To do:
Print every entry, word for word, and skip the images.

* BEGIN *

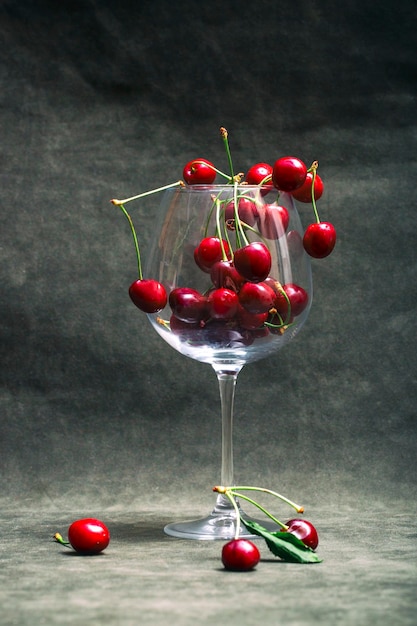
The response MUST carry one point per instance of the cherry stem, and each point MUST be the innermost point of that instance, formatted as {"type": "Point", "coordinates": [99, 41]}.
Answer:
{"type": "Point", "coordinates": [148, 193]}
{"type": "Point", "coordinates": [224, 135]}
{"type": "Point", "coordinates": [229, 495]}
{"type": "Point", "coordinates": [135, 239]}
{"type": "Point", "coordinates": [58, 538]}
{"type": "Point", "coordinates": [313, 169]}
{"type": "Point", "coordinates": [261, 508]}
{"type": "Point", "coordinates": [297, 507]}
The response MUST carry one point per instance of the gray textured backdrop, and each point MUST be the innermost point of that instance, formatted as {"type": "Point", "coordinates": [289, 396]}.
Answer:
{"type": "Point", "coordinates": [110, 99]}
{"type": "Point", "coordinates": [97, 415]}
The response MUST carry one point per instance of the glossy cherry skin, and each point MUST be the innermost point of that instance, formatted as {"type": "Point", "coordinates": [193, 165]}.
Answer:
{"type": "Point", "coordinates": [273, 220]}
{"type": "Point", "coordinates": [293, 302]}
{"type": "Point", "coordinates": [256, 297]}
{"type": "Point", "coordinates": [88, 536]}
{"type": "Point", "coordinates": [258, 173]}
{"type": "Point", "coordinates": [199, 172]}
{"type": "Point", "coordinates": [240, 555]}
{"type": "Point", "coordinates": [222, 303]}
{"type": "Point", "coordinates": [247, 211]}
{"type": "Point", "coordinates": [303, 530]}
{"type": "Point", "coordinates": [253, 261]}
{"type": "Point", "coordinates": [209, 251]}
{"type": "Point", "coordinates": [224, 274]}
{"type": "Point", "coordinates": [188, 305]}
{"type": "Point", "coordinates": [319, 239]}
{"type": "Point", "coordinates": [289, 173]}
{"type": "Point", "coordinates": [304, 193]}
{"type": "Point", "coordinates": [148, 295]}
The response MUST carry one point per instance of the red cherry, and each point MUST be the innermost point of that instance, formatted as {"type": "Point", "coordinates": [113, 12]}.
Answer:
{"type": "Point", "coordinates": [253, 261]}
{"type": "Point", "coordinates": [224, 274]}
{"type": "Point", "coordinates": [199, 172]}
{"type": "Point", "coordinates": [222, 303]}
{"type": "Point", "coordinates": [188, 305]}
{"type": "Point", "coordinates": [240, 555]}
{"type": "Point", "coordinates": [88, 536]}
{"type": "Point", "coordinates": [247, 211]}
{"type": "Point", "coordinates": [319, 239]}
{"type": "Point", "coordinates": [258, 173]}
{"type": "Point", "coordinates": [209, 251]}
{"type": "Point", "coordinates": [304, 193]}
{"type": "Point", "coordinates": [273, 220]}
{"type": "Point", "coordinates": [288, 173]}
{"type": "Point", "coordinates": [305, 531]}
{"type": "Point", "coordinates": [148, 295]}
{"type": "Point", "coordinates": [295, 302]}
{"type": "Point", "coordinates": [257, 297]}
{"type": "Point", "coordinates": [250, 321]}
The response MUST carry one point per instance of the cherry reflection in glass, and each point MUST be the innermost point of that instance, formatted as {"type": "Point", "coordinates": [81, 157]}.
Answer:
{"type": "Point", "coordinates": [239, 289]}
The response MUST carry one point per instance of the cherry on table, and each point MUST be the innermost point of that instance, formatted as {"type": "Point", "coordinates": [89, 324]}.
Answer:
{"type": "Point", "coordinates": [88, 536]}
{"type": "Point", "coordinates": [199, 172]}
{"type": "Point", "coordinates": [319, 239]}
{"type": "Point", "coordinates": [240, 555]}
{"type": "Point", "coordinates": [148, 295]}
{"type": "Point", "coordinates": [289, 173]}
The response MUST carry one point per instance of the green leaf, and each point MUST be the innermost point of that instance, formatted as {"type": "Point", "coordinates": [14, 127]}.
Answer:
{"type": "Point", "coordinates": [284, 545]}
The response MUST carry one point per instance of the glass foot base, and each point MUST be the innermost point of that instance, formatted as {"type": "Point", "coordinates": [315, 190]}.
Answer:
{"type": "Point", "coordinates": [217, 525]}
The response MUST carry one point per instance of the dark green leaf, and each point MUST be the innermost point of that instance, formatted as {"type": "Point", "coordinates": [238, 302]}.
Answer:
{"type": "Point", "coordinates": [284, 545]}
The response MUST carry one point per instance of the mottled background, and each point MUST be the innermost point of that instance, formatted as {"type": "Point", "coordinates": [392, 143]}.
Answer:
{"type": "Point", "coordinates": [105, 99]}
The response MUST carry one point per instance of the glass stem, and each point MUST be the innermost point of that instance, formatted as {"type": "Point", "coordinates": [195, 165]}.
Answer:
{"type": "Point", "coordinates": [227, 384]}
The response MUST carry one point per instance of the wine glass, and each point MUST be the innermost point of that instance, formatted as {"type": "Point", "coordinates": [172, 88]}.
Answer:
{"type": "Point", "coordinates": [239, 288]}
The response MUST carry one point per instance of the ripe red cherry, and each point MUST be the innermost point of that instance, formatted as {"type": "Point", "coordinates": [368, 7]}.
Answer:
{"type": "Point", "coordinates": [253, 261]}
{"type": "Point", "coordinates": [88, 536]}
{"type": "Point", "coordinates": [148, 295]}
{"type": "Point", "coordinates": [257, 297]}
{"type": "Point", "coordinates": [273, 220]}
{"type": "Point", "coordinates": [305, 531]}
{"type": "Point", "coordinates": [222, 303]}
{"type": "Point", "coordinates": [247, 211]}
{"type": "Point", "coordinates": [297, 297]}
{"type": "Point", "coordinates": [224, 274]}
{"type": "Point", "coordinates": [258, 173]}
{"type": "Point", "coordinates": [319, 239]}
{"type": "Point", "coordinates": [304, 193]}
{"type": "Point", "coordinates": [209, 251]}
{"type": "Point", "coordinates": [289, 173]}
{"type": "Point", "coordinates": [187, 304]}
{"type": "Point", "coordinates": [199, 172]}
{"type": "Point", "coordinates": [240, 555]}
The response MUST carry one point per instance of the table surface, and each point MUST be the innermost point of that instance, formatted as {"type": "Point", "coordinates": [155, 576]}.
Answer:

* END *

Exercise result:
The response MUST carry one point per instance of the cherry stem, and each point MUST be the innermost point of that instance, formatted as {"type": "Point", "coordinates": [99, 41]}.
Answer:
{"type": "Point", "coordinates": [148, 193]}
{"type": "Point", "coordinates": [224, 135]}
{"type": "Point", "coordinates": [229, 495]}
{"type": "Point", "coordinates": [135, 239]}
{"type": "Point", "coordinates": [58, 538]}
{"type": "Point", "coordinates": [313, 169]}
{"type": "Point", "coordinates": [261, 508]}
{"type": "Point", "coordinates": [297, 507]}
The response MUST carry one point per instance of the gray textured backdrop, and each point MUST be the innermost point of that instance, formatted as {"type": "Point", "coordinates": [289, 396]}.
Answer:
{"type": "Point", "coordinates": [110, 99]}
{"type": "Point", "coordinates": [97, 415]}
The response MUST carry one point per instance of the glossy cherry skin, and each point MUST be the innermost point of that instance, formatted as {"type": "Point", "coordinates": [193, 165]}.
Answer:
{"type": "Point", "coordinates": [273, 220]}
{"type": "Point", "coordinates": [293, 302]}
{"type": "Point", "coordinates": [256, 297]}
{"type": "Point", "coordinates": [88, 536]}
{"type": "Point", "coordinates": [258, 173]}
{"type": "Point", "coordinates": [199, 172]}
{"type": "Point", "coordinates": [240, 555]}
{"type": "Point", "coordinates": [222, 303]}
{"type": "Point", "coordinates": [247, 211]}
{"type": "Point", "coordinates": [303, 530]}
{"type": "Point", "coordinates": [253, 261]}
{"type": "Point", "coordinates": [209, 251]}
{"type": "Point", "coordinates": [224, 274]}
{"type": "Point", "coordinates": [188, 305]}
{"type": "Point", "coordinates": [319, 239]}
{"type": "Point", "coordinates": [289, 173]}
{"type": "Point", "coordinates": [304, 193]}
{"type": "Point", "coordinates": [148, 295]}
The response MUST carry one point per instance of the red cherry, and each point MUST be the innermost point of that instance, formatted as {"type": "Point", "coordinates": [113, 12]}.
Answer:
{"type": "Point", "coordinates": [253, 261]}
{"type": "Point", "coordinates": [224, 274]}
{"type": "Point", "coordinates": [199, 172]}
{"type": "Point", "coordinates": [222, 303]}
{"type": "Point", "coordinates": [188, 305]}
{"type": "Point", "coordinates": [240, 555]}
{"type": "Point", "coordinates": [88, 536]}
{"type": "Point", "coordinates": [247, 211]}
{"type": "Point", "coordinates": [319, 239]}
{"type": "Point", "coordinates": [258, 173]}
{"type": "Point", "coordinates": [209, 251]}
{"type": "Point", "coordinates": [304, 193]}
{"type": "Point", "coordinates": [273, 220]}
{"type": "Point", "coordinates": [288, 173]}
{"type": "Point", "coordinates": [305, 531]}
{"type": "Point", "coordinates": [148, 295]}
{"type": "Point", "coordinates": [295, 302]}
{"type": "Point", "coordinates": [257, 297]}
{"type": "Point", "coordinates": [250, 321]}
The response MUST carry one point per instance of the cherry reflection in glass, and each point MUST be the innermost point of that instance, formatted as {"type": "Point", "coordinates": [81, 157]}.
Answer:
{"type": "Point", "coordinates": [239, 289]}
The response MUST carry one point per instance of the cherry on table, and each point MUST be the innermost point of that instance, formatted as {"type": "Point", "coordinates": [89, 324]}.
Answer:
{"type": "Point", "coordinates": [88, 536]}
{"type": "Point", "coordinates": [199, 172]}
{"type": "Point", "coordinates": [319, 239]}
{"type": "Point", "coordinates": [240, 555]}
{"type": "Point", "coordinates": [148, 295]}
{"type": "Point", "coordinates": [289, 173]}
The response MUST carry one point per instance of the green leaf, and each point MUST be the innermost point of that instance, formatted as {"type": "Point", "coordinates": [14, 127]}.
Answer:
{"type": "Point", "coordinates": [284, 545]}
The response MUST carry one point per instance of the glass foot base, and each point MUST be the innermost point of that instance, formatted as {"type": "Point", "coordinates": [315, 190]}.
Answer:
{"type": "Point", "coordinates": [217, 525]}
The response MUST carry one point per instance of the dark green leaf, and each point MUST be the innermost point of that instance, formatted as {"type": "Point", "coordinates": [238, 302]}.
Answer:
{"type": "Point", "coordinates": [284, 545]}
The response MUST carry one point per instance of the mottled background, and each point MUST be the innermost point of that instance, formatted as {"type": "Point", "coordinates": [392, 143]}.
Answer:
{"type": "Point", "coordinates": [105, 99]}
The response MUST carry one point per instance of the glass stem, and each point MUST be the innermost point of that instance, formatted as {"type": "Point", "coordinates": [195, 165]}.
Answer:
{"type": "Point", "coordinates": [227, 384]}
The response MUST carry one point per instance of the wine glass, and each point MUST be the innermost point of that instance, formatted as {"type": "Point", "coordinates": [172, 88]}.
Answer:
{"type": "Point", "coordinates": [239, 288]}
The response MUST carry one point per instance of the ripe red cherry, and each point MUST be the innermost point of that instance, formatted as {"type": "Point", "coordinates": [368, 7]}.
Answer:
{"type": "Point", "coordinates": [253, 261]}
{"type": "Point", "coordinates": [88, 536]}
{"type": "Point", "coordinates": [148, 295]}
{"type": "Point", "coordinates": [257, 297]}
{"type": "Point", "coordinates": [273, 220]}
{"type": "Point", "coordinates": [305, 531]}
{"type": "Point", "coordinates": [222, 303]}
{"type": "Point", "coordinates": [247, 211]}
{"type": "Point", "coordinates": [297, 297]}
{"type": "Point", "coordinates": [224, 274]}
{"type": "Point", "coordinates": [258, 173]}
{"type": "Point", "coordinates": [319, 239]}
{"type": "Point", "coordinates": [304, 193]}
{"type": "Point", "coordinates": [209, 251]}
{"type": "Point", "coordinates": [289, 173]}
{"type": "Point", "coordinates": [187, 304]}
{"type": "Point", "coordinates": [199, 172]}
{"type": "Point", "coordinates": [240, 555]}
The response MUST carry one point per instance of the table surface, and each point MUST be the innermost point of that instance, formatted as {"type": "Point", "coordinates": [155, 576]}.
Answer:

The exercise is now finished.